- Exercise brief -
Reproduce exactly the span of lines that opens with the line containing "Each instance of the floral" and closes with the last line of the entries below.

Point localization data
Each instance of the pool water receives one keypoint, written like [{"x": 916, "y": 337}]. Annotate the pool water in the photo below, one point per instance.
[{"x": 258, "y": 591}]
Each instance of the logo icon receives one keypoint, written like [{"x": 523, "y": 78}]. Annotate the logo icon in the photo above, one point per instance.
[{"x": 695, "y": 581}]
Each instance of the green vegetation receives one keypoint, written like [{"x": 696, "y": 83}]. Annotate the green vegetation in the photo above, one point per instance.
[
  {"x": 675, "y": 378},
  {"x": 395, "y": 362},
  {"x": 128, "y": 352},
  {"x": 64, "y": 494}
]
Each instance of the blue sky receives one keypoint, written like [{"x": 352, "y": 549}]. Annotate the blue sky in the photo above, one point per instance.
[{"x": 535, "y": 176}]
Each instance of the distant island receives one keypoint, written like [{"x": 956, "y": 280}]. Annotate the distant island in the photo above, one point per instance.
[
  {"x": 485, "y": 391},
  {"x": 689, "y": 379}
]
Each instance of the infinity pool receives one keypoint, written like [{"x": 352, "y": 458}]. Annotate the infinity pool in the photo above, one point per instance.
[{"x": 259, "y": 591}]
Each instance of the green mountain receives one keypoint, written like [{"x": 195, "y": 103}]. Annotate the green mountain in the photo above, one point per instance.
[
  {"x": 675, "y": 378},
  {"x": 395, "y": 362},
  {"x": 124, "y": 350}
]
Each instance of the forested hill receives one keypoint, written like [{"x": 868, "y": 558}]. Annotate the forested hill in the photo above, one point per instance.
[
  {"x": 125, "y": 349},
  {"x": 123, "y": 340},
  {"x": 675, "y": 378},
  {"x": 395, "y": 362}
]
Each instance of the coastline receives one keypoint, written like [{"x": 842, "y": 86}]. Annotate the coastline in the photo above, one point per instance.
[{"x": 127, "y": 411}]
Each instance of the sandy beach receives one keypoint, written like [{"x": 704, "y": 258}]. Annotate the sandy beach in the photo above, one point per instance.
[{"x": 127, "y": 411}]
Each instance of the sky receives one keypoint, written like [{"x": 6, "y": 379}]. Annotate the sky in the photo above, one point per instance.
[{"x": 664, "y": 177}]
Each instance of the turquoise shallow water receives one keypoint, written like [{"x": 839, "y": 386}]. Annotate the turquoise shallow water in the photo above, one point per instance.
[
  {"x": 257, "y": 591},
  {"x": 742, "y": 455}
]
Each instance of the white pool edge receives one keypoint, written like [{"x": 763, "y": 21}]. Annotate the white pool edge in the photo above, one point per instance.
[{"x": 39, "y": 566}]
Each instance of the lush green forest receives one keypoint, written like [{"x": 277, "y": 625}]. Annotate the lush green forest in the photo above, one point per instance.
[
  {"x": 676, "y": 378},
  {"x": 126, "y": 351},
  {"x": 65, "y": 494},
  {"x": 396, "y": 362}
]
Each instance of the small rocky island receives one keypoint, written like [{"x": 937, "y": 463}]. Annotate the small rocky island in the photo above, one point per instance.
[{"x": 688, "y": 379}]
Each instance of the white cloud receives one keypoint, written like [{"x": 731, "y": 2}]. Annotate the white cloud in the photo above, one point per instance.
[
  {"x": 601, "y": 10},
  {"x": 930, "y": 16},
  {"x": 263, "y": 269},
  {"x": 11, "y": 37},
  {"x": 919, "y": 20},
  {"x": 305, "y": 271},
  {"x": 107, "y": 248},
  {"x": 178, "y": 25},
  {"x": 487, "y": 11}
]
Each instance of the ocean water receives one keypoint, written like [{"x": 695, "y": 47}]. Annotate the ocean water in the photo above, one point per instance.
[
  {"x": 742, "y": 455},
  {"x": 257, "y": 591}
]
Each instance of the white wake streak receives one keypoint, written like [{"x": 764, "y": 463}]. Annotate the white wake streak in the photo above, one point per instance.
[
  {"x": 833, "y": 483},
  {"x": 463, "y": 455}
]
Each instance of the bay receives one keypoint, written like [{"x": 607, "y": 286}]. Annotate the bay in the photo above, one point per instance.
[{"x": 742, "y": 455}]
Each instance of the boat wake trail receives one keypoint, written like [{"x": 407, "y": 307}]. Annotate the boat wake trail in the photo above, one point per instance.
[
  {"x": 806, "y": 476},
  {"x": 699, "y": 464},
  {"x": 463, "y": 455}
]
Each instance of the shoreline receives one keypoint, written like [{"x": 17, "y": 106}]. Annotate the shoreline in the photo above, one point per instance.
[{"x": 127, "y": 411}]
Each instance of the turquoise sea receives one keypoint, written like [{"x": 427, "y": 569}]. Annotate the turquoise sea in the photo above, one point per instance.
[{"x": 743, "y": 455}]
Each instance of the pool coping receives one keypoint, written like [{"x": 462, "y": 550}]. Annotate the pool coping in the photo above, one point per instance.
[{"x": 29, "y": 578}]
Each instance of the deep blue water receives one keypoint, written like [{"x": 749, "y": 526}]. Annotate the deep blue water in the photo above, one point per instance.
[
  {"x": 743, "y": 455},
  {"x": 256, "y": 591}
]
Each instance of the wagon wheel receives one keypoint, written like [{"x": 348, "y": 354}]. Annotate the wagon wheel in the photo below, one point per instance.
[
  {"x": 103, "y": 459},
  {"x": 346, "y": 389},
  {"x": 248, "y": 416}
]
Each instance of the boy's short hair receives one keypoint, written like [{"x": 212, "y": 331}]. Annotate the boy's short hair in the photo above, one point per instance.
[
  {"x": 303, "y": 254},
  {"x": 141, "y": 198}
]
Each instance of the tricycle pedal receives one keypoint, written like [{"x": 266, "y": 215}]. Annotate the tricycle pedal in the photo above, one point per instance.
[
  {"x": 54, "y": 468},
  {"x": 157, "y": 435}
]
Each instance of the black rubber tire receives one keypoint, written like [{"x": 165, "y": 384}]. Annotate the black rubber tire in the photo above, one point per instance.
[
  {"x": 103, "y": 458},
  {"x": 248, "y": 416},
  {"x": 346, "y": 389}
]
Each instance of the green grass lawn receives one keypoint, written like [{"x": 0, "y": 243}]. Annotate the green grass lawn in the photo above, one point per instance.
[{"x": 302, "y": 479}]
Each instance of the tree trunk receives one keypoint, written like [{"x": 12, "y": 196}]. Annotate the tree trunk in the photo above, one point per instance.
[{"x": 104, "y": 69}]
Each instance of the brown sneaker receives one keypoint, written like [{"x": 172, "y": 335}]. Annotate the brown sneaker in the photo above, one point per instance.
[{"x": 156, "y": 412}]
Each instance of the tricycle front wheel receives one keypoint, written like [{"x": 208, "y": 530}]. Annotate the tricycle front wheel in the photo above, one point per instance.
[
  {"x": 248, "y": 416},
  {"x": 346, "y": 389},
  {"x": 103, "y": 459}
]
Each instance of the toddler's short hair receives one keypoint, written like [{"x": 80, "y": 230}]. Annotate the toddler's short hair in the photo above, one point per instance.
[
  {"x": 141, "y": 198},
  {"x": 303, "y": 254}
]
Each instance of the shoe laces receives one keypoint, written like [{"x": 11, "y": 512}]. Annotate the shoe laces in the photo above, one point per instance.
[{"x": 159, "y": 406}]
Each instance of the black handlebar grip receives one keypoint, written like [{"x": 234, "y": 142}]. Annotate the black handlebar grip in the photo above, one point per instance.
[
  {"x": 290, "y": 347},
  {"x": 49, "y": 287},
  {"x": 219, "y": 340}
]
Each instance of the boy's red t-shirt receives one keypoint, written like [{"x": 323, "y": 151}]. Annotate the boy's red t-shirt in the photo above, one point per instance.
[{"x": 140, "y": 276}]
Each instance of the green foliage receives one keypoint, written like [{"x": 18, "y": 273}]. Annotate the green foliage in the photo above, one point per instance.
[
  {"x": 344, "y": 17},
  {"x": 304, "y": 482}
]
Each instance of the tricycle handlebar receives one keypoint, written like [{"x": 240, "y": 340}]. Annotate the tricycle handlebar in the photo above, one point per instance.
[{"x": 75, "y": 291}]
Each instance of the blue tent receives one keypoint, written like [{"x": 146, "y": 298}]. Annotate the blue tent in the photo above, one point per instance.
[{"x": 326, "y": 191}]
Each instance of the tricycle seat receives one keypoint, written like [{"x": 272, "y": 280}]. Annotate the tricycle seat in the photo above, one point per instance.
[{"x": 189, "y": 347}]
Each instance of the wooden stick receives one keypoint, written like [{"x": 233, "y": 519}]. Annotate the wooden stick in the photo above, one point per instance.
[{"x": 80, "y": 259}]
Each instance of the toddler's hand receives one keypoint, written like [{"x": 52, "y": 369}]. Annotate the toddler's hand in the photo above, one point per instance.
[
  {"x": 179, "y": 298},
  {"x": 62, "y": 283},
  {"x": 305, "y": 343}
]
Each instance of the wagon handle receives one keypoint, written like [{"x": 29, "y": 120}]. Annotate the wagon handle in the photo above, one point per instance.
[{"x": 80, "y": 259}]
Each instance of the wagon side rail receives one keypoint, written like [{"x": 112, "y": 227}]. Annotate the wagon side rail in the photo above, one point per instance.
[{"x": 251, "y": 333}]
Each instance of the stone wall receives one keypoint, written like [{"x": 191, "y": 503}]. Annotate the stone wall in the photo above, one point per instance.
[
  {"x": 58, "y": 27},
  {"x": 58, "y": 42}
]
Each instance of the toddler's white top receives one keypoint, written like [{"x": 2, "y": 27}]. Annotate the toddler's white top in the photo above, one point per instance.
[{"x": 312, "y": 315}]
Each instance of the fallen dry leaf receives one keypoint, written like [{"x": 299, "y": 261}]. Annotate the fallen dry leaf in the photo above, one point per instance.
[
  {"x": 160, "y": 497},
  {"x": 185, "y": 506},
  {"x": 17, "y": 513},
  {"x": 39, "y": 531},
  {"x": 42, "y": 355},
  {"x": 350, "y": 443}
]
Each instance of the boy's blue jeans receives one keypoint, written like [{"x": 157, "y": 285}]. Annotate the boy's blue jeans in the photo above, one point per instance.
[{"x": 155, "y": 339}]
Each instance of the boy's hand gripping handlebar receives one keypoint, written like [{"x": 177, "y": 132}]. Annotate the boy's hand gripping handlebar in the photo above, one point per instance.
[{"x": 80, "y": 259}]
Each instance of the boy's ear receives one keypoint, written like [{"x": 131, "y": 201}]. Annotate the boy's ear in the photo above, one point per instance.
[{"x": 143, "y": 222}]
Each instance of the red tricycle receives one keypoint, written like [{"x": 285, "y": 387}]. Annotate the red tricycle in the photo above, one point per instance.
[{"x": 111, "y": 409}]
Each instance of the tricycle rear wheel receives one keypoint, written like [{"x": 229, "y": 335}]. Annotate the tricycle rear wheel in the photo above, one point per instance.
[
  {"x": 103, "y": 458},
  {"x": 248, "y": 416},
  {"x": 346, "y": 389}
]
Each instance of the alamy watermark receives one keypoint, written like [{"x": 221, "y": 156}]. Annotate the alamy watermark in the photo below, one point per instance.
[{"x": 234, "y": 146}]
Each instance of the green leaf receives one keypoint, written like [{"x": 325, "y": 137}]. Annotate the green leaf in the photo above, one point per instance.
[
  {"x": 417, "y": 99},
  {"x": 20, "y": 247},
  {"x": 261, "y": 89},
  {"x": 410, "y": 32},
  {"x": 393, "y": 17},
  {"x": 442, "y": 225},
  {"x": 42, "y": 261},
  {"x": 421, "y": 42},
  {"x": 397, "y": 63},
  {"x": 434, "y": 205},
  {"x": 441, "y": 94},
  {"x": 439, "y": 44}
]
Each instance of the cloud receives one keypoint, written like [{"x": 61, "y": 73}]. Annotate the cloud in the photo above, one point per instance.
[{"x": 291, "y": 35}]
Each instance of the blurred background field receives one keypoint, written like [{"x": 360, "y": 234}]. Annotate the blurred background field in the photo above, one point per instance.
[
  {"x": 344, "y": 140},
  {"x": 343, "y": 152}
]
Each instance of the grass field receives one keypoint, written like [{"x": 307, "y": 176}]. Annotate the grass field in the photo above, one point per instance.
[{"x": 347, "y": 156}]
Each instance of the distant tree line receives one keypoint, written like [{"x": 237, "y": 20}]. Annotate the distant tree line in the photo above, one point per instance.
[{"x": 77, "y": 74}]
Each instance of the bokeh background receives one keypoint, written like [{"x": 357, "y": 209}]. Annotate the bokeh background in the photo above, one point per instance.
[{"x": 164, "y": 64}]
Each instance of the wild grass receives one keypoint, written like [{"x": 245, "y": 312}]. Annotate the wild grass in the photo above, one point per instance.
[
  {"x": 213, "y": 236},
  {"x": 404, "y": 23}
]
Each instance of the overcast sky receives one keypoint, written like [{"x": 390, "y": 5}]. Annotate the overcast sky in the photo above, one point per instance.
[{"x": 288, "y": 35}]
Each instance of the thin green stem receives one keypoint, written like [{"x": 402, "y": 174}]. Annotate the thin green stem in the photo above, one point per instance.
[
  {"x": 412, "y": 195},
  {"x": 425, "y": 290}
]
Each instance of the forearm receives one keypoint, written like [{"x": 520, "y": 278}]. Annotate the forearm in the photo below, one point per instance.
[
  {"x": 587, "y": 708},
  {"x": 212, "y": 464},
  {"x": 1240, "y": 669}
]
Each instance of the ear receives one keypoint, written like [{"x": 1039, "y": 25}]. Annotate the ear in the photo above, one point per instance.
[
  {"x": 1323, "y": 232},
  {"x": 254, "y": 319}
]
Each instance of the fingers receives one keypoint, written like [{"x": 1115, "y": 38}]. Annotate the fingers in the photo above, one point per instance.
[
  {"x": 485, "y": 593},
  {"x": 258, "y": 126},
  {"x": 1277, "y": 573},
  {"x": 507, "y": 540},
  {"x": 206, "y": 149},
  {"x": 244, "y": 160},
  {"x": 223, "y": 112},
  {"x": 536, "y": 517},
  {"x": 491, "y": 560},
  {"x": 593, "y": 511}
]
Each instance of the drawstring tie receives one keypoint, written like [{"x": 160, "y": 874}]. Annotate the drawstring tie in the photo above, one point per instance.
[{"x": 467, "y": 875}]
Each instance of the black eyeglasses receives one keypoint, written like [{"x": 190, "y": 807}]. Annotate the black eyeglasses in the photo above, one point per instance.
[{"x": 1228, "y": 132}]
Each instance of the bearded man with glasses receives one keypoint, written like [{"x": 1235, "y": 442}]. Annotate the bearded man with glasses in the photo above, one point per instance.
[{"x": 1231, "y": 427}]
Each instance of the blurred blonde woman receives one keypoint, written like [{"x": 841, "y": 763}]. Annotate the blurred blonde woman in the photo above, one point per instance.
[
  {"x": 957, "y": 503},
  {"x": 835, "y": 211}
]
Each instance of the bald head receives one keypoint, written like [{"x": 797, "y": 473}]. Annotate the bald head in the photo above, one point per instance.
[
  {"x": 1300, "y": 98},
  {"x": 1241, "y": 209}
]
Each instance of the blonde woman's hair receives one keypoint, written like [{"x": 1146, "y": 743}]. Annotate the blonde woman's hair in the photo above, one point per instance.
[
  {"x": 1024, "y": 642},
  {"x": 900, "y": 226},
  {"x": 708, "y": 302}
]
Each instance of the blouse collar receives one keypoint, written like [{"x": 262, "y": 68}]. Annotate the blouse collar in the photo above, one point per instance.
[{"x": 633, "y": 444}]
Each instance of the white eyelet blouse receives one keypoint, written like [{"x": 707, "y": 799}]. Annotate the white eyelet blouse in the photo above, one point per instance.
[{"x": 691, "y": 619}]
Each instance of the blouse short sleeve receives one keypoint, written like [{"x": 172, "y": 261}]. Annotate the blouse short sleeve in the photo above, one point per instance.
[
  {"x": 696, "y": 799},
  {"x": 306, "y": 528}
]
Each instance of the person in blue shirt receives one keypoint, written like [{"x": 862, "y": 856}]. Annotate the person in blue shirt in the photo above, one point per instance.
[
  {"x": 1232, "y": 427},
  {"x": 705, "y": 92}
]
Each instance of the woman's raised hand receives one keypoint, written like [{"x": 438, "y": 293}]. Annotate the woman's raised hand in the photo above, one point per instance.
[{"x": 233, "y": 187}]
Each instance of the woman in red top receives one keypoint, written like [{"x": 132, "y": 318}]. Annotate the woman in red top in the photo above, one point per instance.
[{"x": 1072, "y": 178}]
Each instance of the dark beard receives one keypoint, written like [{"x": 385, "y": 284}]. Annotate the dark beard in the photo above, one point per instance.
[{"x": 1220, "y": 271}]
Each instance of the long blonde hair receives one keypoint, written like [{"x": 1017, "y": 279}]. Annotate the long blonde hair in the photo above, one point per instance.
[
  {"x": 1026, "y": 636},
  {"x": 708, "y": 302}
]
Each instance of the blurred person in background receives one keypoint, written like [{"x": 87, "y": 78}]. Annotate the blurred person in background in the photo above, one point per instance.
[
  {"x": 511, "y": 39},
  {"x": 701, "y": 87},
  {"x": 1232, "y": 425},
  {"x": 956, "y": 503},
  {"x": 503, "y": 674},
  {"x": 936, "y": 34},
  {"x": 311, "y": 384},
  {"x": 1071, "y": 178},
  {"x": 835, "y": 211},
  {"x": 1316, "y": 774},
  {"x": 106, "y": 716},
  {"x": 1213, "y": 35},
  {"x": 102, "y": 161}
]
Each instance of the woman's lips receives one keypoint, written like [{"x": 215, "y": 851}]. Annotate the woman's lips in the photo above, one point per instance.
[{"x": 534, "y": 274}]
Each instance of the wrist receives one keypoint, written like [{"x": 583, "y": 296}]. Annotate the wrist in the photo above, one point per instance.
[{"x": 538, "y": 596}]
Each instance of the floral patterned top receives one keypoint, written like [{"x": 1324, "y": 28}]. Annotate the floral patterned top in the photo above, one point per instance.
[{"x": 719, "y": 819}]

- Answer to this problem -
Each instance of the floral patterned top receives one keypoint, written like [{"x": 1324, "y": 28}]. Annotate the floral patterned top in the photo above, one point per instance.
[{"x": 719, "y": 819}]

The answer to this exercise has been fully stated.